§ Tasks for this exercise
(a) List every Nifty 50 stock that the market report names as showing one of the most significant declines.
(b) Reproduce the market report from "The BSE Sensex, comprising" to "by 0.09 percent.".
(c) Answer these questions using the market report:
(i) At what level did the BSE Sensex open?
(ii) By what percentage did the Nifty Smallcap Index increase?
(iii) In which city is the report datelined?

§ Text block
◇ ◇ ◇
Indian Stock Market Opens Lower Amid Global Tensions

by

Ganpat Singh Chouhan

Indian Stock Market Opens Lower Amid Global Tensions

Mumbai, June 4: The Indian stock market opened in the red on Thursday, influenced by weak global signals and escalating tensions between the United States and Iran.

The BSE Sensex, comprising 30 shares, opened at 73,935.83, down 410.34 points from its previous close of 74,346.17. Meanwhile, the NSE Nifty 50 opened at 23,282.45, falling 123.15 points from its last close of 23,405.60.

As of around 9:30 AM, the Sensex had declined by 227.52 points, or 0.31 percent, trading at 74,118.65. The Nifty 50 was down 80.05 points, or 0.34 percent, at 23,325.55.

In the Nifty 50 pack, shares of Trent, TMPV, Infosys, Eicher Motors, and HDFC Bank saw the most significant declines. Conversely, stocks like Eternal, Titan, Asian Paints, and Adani Enterprises recorded notable gains.

In broader markets, the Nifty Midcap Index rose by 0.17 percent, while the Nifty Smallcap Index increased by 0.09 percent.

Sector-wise, the Nifty Realty, Nifty IT, Nifty Metal, and Nifty Private Bank sectors experienced the most significant declines. In contrast, the Nifty Consumer Durables, Nifty Oil and Gas, Nifty Chemicals, and Nifty FMCG sectors showed better performance.
◇ ◇ ◇
[Point-per-instance localization data]

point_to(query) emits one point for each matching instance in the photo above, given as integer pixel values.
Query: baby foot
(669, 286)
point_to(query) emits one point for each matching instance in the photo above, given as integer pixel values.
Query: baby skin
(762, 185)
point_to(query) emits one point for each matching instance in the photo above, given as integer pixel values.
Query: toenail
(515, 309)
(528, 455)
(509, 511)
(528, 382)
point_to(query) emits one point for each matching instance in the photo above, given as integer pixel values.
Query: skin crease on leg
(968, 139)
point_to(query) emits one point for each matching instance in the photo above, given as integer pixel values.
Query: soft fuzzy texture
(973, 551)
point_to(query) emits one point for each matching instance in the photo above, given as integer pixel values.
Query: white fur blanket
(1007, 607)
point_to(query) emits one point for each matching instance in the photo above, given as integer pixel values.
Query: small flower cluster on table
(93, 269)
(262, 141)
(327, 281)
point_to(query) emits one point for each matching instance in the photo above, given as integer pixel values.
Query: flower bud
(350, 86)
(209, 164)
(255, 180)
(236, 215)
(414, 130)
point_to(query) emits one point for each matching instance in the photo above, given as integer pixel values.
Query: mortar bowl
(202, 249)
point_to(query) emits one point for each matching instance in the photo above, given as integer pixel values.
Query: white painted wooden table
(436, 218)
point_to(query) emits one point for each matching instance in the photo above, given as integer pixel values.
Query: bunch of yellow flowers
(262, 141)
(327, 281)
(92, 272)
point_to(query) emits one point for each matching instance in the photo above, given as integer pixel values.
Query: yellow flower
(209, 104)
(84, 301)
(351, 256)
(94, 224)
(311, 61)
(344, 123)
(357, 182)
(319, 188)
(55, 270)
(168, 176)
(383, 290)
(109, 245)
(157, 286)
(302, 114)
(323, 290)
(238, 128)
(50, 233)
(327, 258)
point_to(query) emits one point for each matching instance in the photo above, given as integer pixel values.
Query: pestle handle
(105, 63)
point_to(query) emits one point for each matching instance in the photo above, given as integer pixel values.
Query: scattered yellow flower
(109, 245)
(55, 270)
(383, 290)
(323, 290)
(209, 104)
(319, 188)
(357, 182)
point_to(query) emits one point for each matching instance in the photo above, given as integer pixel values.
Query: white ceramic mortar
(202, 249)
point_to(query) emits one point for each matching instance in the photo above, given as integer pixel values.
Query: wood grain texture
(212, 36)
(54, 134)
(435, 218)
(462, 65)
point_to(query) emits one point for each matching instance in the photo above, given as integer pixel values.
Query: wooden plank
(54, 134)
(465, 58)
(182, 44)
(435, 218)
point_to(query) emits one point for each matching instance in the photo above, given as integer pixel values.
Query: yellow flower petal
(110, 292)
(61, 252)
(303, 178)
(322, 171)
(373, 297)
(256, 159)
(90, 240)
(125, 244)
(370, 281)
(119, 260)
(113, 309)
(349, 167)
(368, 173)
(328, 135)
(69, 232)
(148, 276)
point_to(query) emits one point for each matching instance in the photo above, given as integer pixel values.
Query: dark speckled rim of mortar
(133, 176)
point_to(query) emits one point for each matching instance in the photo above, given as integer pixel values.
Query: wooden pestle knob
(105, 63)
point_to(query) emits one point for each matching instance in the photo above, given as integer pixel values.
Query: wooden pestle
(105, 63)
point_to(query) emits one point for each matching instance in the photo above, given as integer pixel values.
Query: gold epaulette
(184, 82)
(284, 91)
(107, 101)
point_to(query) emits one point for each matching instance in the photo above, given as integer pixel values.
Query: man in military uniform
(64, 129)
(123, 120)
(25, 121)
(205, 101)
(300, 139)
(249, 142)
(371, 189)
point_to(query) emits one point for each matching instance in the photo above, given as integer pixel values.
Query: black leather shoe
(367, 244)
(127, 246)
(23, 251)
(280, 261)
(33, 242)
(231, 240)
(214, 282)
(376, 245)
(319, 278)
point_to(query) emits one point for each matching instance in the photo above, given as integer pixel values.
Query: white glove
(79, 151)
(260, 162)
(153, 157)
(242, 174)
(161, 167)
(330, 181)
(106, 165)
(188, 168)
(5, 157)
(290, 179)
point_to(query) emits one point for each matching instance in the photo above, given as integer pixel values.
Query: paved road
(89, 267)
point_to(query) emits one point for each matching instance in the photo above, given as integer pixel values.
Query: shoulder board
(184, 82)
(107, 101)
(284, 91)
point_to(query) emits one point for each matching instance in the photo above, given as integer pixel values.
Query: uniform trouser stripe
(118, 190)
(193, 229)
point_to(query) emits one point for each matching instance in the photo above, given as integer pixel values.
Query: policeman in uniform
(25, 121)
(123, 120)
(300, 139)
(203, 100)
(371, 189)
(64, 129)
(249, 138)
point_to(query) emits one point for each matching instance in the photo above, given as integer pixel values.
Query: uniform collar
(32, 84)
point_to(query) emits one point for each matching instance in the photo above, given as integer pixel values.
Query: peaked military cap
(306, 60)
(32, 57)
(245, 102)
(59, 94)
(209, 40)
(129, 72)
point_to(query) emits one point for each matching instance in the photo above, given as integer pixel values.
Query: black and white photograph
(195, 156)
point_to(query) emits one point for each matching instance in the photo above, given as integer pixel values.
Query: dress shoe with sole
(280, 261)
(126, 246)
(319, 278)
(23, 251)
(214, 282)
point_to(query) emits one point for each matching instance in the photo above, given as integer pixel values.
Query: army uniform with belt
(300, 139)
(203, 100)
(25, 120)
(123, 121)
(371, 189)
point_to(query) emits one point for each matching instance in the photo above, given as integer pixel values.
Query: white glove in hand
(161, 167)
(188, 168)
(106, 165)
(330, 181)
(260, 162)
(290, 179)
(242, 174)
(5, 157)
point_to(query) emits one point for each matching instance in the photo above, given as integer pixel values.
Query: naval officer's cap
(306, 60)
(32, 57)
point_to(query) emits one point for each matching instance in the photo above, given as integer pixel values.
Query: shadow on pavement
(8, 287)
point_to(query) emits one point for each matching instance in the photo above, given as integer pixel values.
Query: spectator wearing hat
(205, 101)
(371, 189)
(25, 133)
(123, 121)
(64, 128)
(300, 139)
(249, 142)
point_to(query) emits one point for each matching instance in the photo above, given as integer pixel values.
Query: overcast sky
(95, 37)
◇ ◇ ◇
§ Exercise answers
(a) Trent, TMPV, Infosys, Eicher Motors, HDFC Bank

(b)
The BSE Sensex, comprising 30 shares, opened at 73,935.83, down 410.34 points from its previous close of 74,346.17. Meanwhile, the NSE Nifty 50 opened at 23,282.45, falling 123.15 points from its last close of 23,405.60.

As of around 9:30 AM, the Sensex had declined by 227.52 points, or 0.31 percent, trading at 74,118.65. The Nifty 50 was down 80.05 points, or 0.34 percent, at 23,325.55.

In the Nifty 50 pack, shares of Trent, TMPV, Infosys, Eicher Motors, and HDFC Bank saw the most significant declines. Conversely, stocks like Eternal, Titan, Asian Paints, and Adani Enterprises recorded notable gains.

In broader markets, the Nifty Midcap Index rose by 0.17 percent, while the Nifty Smallcap Index increased by 0.09 percent.

(c)
(i) 73,935.83
(ii) 0.09 percent
(iii) Mumbai